----- Selected passage

Energy-Efficient Design

Roadmap shows how federal buildings can reach zero embodied carbon emissions by 2050

RMI says emissions standards can feasibly be set to zero or “carbon-positive” levels.


By Peter Fabris, Contributing Editor | October 24, 2022
Federal Buildings Zero Embodied Carbon
Courtesy Pexels.

The Rocky Mountain Institute (RMI) has released a roadmap that it says charts a path for federal buildings projects to achieve zero embodied carbon emissions by 2050.

Emissions standards can feasibly be set by the federal government to zero or “carbon-positive” levels, creating a framework for agencies to build carbon-storing projects by 2045, RMI says. Federal whole-project embodied carbon emissions standards could directly reduce greenhouse gas emissions by a cumulative 17 million tons of CO2 by 2050—equivalent to removing 3.6 million gas-powered cars from the road for a year.

----------
----- Dataset section

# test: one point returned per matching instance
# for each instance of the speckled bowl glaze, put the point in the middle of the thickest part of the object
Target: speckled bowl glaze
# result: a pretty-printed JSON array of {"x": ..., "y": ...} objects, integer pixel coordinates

----------

* [Problem set]
• a. In the article on zero embodied carbon for federal buildings, condense the paragraph beginning "Emissions standards can feasibly be set" into a short bulleted list that keeps its main facts.
• b. Write the next paragraph of the article on zero embodied carbon for federal buildings, continuing after its final sentence.

* [Expected results]
• a.
- According to RMI, the federal government can feasibly set emissions standards at zero or "carbon-positive" levels.
- Such standards would give agencies a framework to build carbon-storing projects by 2045.
- Federal whole-project embodied carbon standards could cut greenhouse gas emissions by a cumulative 17 million tons of CO2 by 2050.
- That cut equals removing 3.6 million gas-powered cars from the road for a year.

• b.
By enacting embodied carbon emissions standards, the federal government could catalyze markets for disruptive, deeply decarbonized materials, such as zero-carbon cement, zero-carbon steel, mass timber, or bio-based insulation. Concrete and steel represent more than 60% of embodied carbon emissions for US federal buildings, according to RMI.

RMI’s plan would also embrace climate-smart portfolio planning that calculates the embodied carbon value of preservation, renovation, and adaptive reuse of existing buildings. In addition, the plan includes whole project embodied carbon performance standards benchmarking of buildings.